- _Written task_
Output every item below verbatim, leaving out the pictures.

════

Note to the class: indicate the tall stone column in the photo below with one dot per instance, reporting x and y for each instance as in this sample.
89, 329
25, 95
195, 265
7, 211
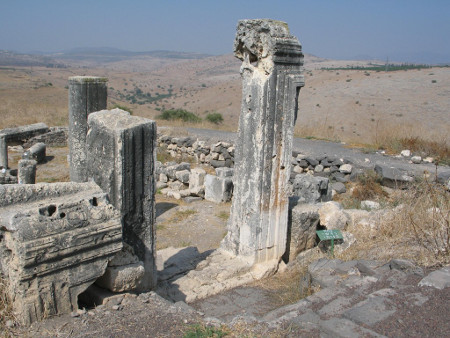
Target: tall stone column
121, 159
271, 80
87, 94
3, 152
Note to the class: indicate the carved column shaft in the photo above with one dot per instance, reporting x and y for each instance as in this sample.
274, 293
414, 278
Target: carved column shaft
271, 73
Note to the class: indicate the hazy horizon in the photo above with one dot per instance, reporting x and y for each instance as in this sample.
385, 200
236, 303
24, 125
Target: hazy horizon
408, 31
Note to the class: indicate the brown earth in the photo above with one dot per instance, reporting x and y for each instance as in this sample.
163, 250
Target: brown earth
348, 105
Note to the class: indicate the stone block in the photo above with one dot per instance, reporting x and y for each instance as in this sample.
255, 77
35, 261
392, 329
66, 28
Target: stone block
183, 176
121, 160
333, 216
310, 189
197, 181
438, 279
370, 311
57, 240
26, 173
3, 153
339, 187
218, 189
346, 168
393, 177
224, 172
23, 133
36, 152
302, 226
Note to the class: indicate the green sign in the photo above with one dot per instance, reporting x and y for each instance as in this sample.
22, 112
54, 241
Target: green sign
327, 235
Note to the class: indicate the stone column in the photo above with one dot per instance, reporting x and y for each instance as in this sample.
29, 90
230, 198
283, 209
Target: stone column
3, 152
26, 172
87, 94
121, 159
271, 79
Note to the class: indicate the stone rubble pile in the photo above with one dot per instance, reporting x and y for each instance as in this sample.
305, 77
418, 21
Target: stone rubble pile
220, 154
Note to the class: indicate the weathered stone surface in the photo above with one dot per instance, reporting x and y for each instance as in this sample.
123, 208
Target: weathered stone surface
346, 168
183, 176
311, 189
272, 77
3, 153
371, 310
344, 328
218, 189
303, 222
23, 133
333, 216
123, 278
370, 205
56, 241
224, 172
8, 176
197, 181
438, 279
26, 173
416, 159
339, 187
87, 94
121, 160
56, 137
393, 177
36, 152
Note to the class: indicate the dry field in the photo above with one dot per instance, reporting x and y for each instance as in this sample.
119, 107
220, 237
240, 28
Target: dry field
354, 106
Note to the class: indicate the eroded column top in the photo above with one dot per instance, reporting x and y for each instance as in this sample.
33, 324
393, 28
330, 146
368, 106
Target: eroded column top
87, 79
257, 41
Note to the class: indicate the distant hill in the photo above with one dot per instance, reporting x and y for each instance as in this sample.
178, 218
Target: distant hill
107, 54
8, 59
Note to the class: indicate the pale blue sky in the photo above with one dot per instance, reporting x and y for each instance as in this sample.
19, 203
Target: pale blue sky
407, 30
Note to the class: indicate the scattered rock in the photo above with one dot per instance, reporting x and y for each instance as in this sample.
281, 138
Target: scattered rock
346, 168
416, 159
405, 153
370, 205
438, 279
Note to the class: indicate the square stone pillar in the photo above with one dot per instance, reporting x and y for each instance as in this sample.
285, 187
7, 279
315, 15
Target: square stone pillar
3, 152
121, 159
271, 80
87, 94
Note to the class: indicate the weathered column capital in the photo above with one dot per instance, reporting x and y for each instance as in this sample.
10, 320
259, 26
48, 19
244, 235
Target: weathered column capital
260, 43
271, 81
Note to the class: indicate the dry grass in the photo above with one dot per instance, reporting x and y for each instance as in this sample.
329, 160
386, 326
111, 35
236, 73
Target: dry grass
418, 229
367, 187
285, 288
6, 310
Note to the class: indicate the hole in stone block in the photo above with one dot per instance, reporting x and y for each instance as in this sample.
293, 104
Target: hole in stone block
47, 211
93, 296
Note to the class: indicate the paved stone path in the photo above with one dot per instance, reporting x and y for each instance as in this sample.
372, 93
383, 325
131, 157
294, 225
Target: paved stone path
357, 299
318, 148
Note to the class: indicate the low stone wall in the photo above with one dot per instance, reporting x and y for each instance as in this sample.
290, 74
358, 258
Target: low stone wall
55, 137
313, 178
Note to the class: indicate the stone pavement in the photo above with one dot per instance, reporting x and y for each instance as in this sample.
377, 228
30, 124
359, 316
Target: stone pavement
357, 298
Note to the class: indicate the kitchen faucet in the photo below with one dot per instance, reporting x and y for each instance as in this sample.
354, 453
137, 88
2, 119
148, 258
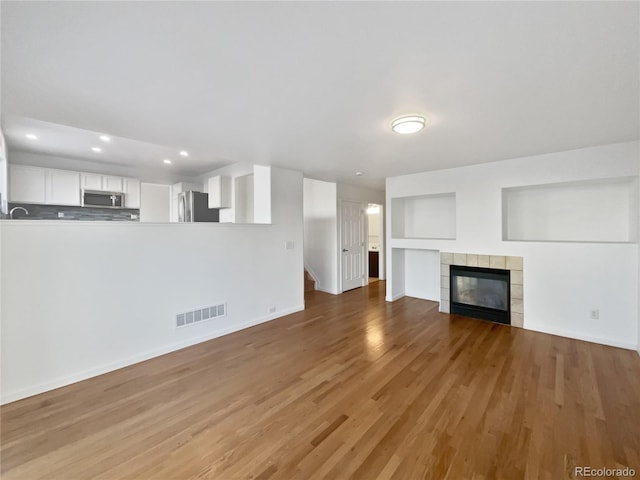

════

- _Answer to this problem_
Note to the class: indicate the tall stone column in the photo below with one dot per instance, reporting x and y for each instance as in this sample.
89, 329
25, 95
195, 265
7, 211
Target: tall stone column
121, 159
271, 80
87, 94
3, 152
Note to the class: indicate the carved column shaft in the photo above with one dot per instance, reporting x and y for each instance as in this sample.
274, 293
414, 278
Target: carved column shaft
271, 73
Note to the class: indicate the hazy horizon in the photo above with one dot per instance, reporting x and y for each instance as in this sample.
385, 200
236, 303
24, 125
Target: hazy horizon
408, 31
Note to the class: indicate the brown earth in the photo above with one dot per instance, reporting x and y for each instance as in this sample.
163, 250
Target: brown earth
348, 105
Note to the class: indicate the stone block in the photo above with one dot per instance, reporting x and y for each instance as in this sample.
255, 77
35, 261
392, 329
66, 28
Target: stone block
183, 176
121, 160
333, 216
310, 189
197, 181
438, 279
370, 311
57, 240
26, 173
3, 153
339, 187
218, 189
346, 168
393, 177
224, 172
23, 133
36, 152
302, 226
Note to the class: indicate the green sign in the photo above with one dot per instance, reporting x and y for each instance as in this sample.
22, 112
54, 241
Target: green sign
327, 235
Note to the class: indicate the stone column in the photo above with one dot per instance, reporting x and y for each instance as in this sample.
29, 90
230, 198
283, 209
Target: stone column
3, 152
26, 172
87, 94
121, 159
271, 79
Note to the class: indicate the stone rubble pile in the photo above with one dot per instance, reporting x and y for each instance as in this sample.
305, 77
418, 21
Target: stone rubble pile
220, 154
Note to the class: indicate the weathered stone surface in the photo above with one dot per instance, reporting x and y for each instance as in this sample.
123, 208
Target: weathered stone surface
346, 168
183, 176
311, 189
272, 77
3, 153
371, 310
344, 328
218, 189
303, 222
23, 133
333, 216
123, 278
370, 205
56, 241
224, 172
8, 176
197, 181
438, 279
26, 173
416, 159
339, 187
87, 94
121, 160
56, 137
393, 177
36, 152
Note to the class: indicate the dry field in the photo above with one dot per instance, reporting x and y for each instance as in this sample.
119, 107
220, 237
240, 28
Target: dry field
354, 106
Note to the class: indicate the eroded column top in the photo above with one dot per instance, reporting x and y for each instance as in this sample.
33, 324
393, 28
330, 146
368, 106
Target: eroded column top
87, 79
257, 41
Note to the class: indicate the distant hill in the photo above with one dot per instance, reporting x and y for each instance as in this sample.
178, 218
Target: distant hill
107, 54
8, 59
Note to the class: indicate the pale blue sky in the photo above with one dot per instance, reporting x and y for each instance as in this sample.
19, 203
Target: pale blue sky
407, 30
Note to the class: indicate the scattered rock in the photo above with one dot per instance, reporting x and y for each instance as in this sample.
281, 138
Target: scattered rock
346, 168
416, 159
405, 153
370, 205
438, 279
Note to the class: indicate the square stone pillar in the photo above with one dot per instance, reporting x and y for each instance as in this sample.
285, 187
7, 279
315, 15
Target: square stone pillar
3, 152
121, 159
271, 80
87, 94
Note to the class: indicate the weathered column capital in the photo above with one dot per instance, reporting x and y for each instance as in this sample.
10, 320
259, 26
48, 19
244, 235
Target: weathered column capital
260, 43
271, 81
Note to the class: indicate the dry grass in the photo above with one dot per instance, reporting x and y for each instance as in this sample.
329, 160
386, 326
111, 35
236, 73
Target: dry grass
418, 229
367, 187
285, 288
6, 310
Note to the class: indicate the hole in stone block in the photo above with one dot per instance, reporting x and y for each instance as in this sample.
293, 104
Target: hole in stone block
47, 211
93, 296
Note to the class: indicate the paved stone path in the photo above with one dot per instance, reporting x and y for each instance as in this sample.
372, 93
383, 325
131, 157
294, 225
Target: paved stone path
357, 299
318, 148
Note to the class: indicate the low stone wall in the photo above with one dot per instance, reporting x and y for each instance as in this sample.
290, 74
358, 258
Target: low stone wall
55, 137
313, 178
Note to the class: indicate the stone pavement in the photo above with one dot per instance, reporting x and y for each instance as in this sample.
377, 228
30, 124
359, 316
Target: stone pavement
357, 298
Note to the class: indicate the kitchen faucet in the photo below with one dot per instance, reporting x and y for each instance as in this sample.
354, 453
137, 88
2, 119
148, 258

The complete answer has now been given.